• [WHAT YOU ARE ASKED TO DO]:
Recast every line of the listing below as a JSON list of strings, one string per line, with blank lines and the pictures left out.

Excerpts from a pointing dataset:
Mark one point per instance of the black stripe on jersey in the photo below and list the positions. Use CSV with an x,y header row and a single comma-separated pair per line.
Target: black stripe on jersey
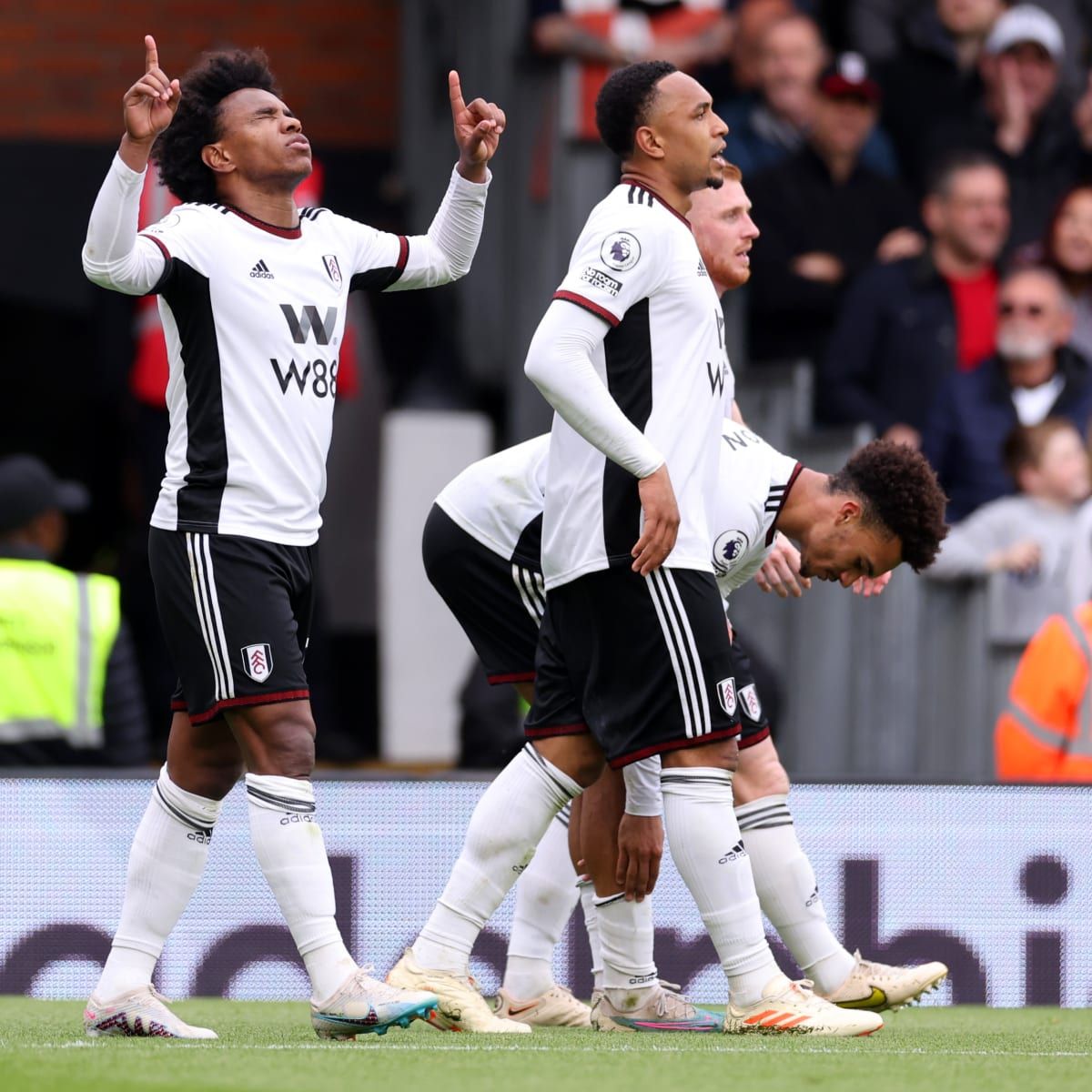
x,y
781,503
200,497
628,353
379,278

• [TASK RESPONSE]:
[
  "Mark one point per instance of the black stripe on jersey in the photo below and list the positions. Use CSV with an x,y header row and a single comma-separated pair per line.",
  "Target: black stripe on jersey",
  "x,y",
  "781,503",
  "200,497",
  "628,353",
  "379,278"
]